:: Source data ::

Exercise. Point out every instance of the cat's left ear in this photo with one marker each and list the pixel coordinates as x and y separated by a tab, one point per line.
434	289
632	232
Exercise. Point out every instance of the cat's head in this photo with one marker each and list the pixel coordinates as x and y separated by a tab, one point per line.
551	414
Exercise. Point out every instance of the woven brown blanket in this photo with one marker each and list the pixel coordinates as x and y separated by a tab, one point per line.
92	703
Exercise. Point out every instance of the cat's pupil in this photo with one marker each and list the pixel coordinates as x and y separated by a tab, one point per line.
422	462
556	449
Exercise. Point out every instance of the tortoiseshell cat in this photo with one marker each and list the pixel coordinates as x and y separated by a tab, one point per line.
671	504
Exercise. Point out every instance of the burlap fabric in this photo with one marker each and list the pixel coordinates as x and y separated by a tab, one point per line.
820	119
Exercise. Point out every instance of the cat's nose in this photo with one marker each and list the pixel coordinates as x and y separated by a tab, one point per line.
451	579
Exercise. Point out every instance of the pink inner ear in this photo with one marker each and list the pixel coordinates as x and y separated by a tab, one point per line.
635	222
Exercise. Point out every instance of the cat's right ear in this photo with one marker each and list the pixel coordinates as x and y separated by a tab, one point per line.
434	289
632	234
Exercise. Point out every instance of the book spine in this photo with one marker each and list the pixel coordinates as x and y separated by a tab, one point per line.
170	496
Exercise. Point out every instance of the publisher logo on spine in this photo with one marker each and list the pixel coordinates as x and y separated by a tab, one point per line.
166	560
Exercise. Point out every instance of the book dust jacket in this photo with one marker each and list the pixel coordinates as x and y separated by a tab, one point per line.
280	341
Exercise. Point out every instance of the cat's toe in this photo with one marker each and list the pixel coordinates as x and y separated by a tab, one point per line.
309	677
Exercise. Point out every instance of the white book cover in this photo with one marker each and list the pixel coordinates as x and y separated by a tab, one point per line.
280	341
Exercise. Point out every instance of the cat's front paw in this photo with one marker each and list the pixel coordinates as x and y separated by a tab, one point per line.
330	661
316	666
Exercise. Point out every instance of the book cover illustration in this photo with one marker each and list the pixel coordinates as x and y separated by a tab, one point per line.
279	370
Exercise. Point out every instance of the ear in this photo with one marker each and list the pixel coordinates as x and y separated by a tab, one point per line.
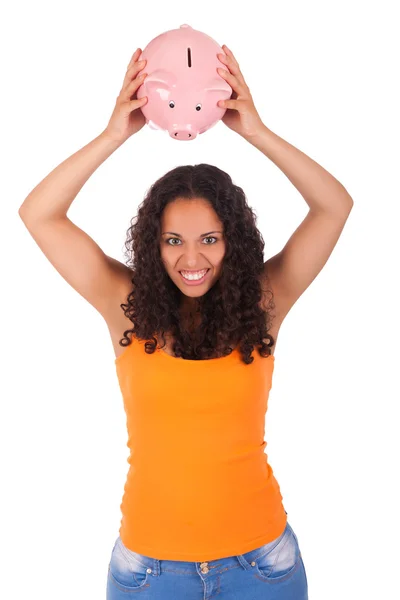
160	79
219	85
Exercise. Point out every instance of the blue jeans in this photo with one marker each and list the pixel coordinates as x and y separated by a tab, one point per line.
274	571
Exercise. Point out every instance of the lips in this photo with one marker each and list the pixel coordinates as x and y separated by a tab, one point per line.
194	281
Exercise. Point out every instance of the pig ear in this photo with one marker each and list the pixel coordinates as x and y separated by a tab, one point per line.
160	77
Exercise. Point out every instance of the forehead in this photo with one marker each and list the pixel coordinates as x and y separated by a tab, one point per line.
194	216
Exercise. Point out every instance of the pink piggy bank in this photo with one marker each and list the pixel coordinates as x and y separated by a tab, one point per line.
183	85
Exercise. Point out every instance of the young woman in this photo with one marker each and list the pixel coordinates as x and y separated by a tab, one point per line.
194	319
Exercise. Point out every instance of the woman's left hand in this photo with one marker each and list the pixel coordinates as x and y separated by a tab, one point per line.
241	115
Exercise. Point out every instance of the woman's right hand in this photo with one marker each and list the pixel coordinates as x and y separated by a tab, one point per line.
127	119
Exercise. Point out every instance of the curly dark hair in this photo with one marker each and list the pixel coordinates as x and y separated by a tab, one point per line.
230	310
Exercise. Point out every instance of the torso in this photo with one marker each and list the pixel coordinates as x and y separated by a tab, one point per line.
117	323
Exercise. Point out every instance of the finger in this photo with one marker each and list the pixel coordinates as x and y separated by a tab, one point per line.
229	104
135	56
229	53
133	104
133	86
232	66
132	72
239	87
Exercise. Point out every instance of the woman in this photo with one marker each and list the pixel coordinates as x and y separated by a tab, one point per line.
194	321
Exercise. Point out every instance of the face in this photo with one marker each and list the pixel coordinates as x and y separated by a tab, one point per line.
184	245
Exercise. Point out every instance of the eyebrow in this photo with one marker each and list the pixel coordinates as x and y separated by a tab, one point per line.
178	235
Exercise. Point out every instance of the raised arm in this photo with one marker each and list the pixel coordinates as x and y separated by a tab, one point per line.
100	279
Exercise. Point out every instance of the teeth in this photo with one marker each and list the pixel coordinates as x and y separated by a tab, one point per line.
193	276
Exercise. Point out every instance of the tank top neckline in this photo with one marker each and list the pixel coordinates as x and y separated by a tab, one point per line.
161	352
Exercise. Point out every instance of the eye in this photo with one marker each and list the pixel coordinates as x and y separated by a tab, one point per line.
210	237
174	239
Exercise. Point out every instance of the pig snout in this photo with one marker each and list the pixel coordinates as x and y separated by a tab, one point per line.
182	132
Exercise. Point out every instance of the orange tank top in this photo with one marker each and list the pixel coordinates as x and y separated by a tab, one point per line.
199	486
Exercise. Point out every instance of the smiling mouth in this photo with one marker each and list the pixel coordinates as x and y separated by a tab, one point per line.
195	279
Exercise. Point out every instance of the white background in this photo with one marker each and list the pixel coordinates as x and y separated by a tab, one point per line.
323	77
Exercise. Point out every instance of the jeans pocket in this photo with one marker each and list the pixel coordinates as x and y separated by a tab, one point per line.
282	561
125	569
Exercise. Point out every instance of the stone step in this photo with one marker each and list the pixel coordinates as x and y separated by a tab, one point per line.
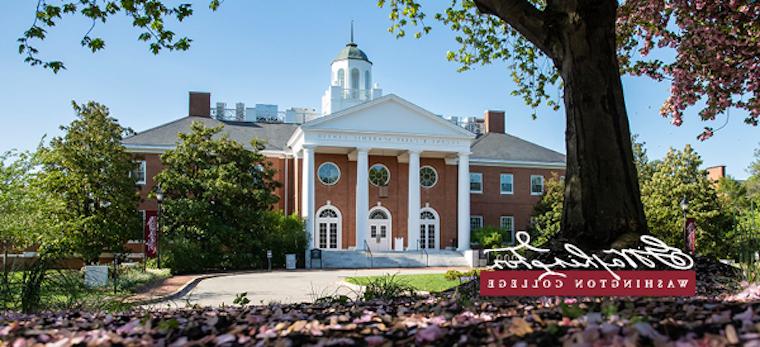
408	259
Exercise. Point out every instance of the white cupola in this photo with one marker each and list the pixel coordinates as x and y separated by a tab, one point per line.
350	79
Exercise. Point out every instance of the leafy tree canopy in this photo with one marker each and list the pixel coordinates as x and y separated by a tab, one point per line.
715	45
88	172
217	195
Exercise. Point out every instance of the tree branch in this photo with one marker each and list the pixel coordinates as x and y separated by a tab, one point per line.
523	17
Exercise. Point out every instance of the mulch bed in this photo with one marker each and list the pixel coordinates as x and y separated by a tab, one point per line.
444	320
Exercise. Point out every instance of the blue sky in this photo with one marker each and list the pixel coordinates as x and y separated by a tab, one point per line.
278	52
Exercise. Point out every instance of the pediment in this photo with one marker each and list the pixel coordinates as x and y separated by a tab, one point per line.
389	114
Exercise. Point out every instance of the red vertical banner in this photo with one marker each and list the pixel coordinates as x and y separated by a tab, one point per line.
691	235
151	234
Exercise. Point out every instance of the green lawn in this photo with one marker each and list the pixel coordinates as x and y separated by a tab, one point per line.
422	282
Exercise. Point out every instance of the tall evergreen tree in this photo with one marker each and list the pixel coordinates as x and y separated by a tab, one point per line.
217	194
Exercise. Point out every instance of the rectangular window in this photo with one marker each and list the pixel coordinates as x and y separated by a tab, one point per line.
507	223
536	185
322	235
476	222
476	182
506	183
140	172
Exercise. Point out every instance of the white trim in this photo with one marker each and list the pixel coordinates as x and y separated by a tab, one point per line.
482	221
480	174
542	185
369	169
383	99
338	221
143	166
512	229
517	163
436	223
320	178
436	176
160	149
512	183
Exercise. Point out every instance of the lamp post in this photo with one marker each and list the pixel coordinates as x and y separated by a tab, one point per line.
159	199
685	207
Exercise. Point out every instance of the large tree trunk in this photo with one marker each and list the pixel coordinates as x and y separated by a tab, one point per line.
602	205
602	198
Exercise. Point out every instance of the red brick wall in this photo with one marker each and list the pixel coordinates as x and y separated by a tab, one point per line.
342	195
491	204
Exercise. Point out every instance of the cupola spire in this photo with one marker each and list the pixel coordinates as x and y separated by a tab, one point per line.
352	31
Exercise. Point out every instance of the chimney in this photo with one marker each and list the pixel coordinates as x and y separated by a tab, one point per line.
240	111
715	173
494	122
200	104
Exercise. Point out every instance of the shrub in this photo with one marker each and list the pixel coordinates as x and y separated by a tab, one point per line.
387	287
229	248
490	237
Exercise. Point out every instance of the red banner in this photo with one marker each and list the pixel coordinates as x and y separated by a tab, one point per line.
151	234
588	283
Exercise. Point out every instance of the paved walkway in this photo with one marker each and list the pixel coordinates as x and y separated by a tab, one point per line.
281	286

:::
:: Source data ::

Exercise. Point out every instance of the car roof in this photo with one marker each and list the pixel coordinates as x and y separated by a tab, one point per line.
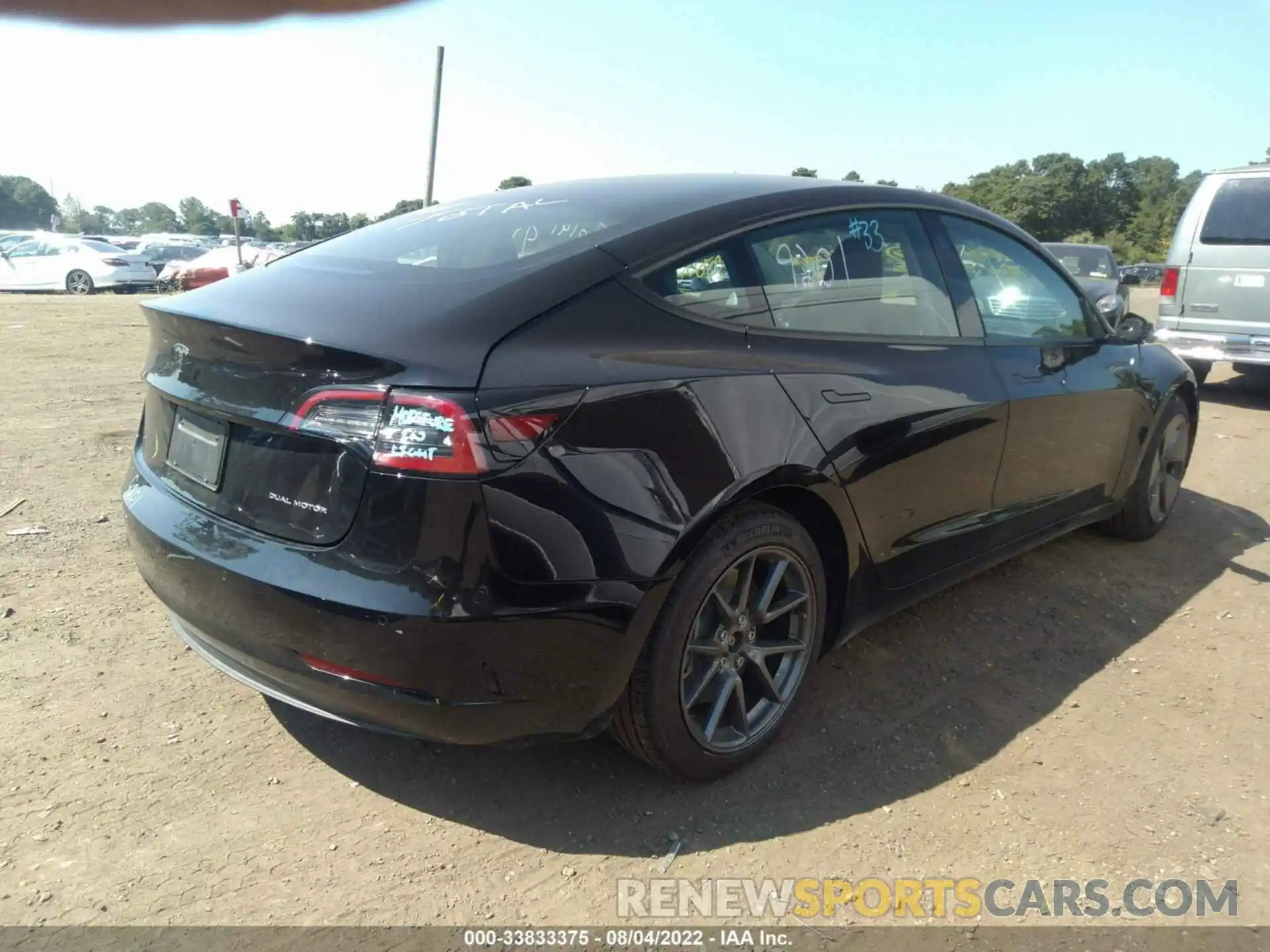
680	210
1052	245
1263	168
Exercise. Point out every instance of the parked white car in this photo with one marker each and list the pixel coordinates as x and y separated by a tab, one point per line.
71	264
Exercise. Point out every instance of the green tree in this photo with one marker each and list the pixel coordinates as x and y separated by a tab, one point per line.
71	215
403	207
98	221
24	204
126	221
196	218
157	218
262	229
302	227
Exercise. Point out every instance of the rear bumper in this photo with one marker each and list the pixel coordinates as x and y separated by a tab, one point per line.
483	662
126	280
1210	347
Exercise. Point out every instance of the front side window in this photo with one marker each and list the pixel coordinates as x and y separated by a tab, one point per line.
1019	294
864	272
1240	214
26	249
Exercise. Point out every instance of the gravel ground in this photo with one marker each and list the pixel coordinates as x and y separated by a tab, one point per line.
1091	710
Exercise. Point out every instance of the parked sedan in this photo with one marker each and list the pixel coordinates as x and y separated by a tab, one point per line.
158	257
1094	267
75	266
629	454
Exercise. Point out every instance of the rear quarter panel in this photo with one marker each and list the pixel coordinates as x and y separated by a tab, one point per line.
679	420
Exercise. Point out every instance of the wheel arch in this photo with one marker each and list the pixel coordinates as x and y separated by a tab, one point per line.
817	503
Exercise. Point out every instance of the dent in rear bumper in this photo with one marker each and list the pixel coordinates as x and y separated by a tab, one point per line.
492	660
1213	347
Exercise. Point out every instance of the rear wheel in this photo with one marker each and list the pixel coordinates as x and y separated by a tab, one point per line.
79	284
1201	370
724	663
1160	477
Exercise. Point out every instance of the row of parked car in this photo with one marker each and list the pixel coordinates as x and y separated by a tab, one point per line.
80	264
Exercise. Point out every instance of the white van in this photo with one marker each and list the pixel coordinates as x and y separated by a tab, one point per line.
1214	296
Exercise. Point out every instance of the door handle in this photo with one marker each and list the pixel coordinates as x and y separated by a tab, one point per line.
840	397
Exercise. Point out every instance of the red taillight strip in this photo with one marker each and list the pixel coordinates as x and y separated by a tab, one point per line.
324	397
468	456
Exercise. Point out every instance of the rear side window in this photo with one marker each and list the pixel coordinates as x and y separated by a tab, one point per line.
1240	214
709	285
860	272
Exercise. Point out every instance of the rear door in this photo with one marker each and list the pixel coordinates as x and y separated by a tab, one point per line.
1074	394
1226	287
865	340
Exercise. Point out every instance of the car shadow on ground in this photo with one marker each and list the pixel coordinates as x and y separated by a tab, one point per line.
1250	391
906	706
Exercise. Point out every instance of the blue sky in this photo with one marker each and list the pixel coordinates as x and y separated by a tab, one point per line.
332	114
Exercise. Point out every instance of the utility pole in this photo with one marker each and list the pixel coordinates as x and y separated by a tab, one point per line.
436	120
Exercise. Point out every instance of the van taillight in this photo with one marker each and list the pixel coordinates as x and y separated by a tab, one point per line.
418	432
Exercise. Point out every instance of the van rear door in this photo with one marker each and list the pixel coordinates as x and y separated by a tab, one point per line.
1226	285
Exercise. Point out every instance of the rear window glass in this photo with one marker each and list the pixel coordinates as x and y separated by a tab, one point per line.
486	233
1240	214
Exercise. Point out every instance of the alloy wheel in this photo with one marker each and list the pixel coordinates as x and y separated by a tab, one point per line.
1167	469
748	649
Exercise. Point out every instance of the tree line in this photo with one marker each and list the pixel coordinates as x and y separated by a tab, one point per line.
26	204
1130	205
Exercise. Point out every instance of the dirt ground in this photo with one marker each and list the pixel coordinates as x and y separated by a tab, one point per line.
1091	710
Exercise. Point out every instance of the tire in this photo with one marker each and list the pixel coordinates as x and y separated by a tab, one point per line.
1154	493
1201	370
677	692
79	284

:::

What you should do:
Count the lines in the records above that contain the word "pink" and give only that number.

Complete answer:
2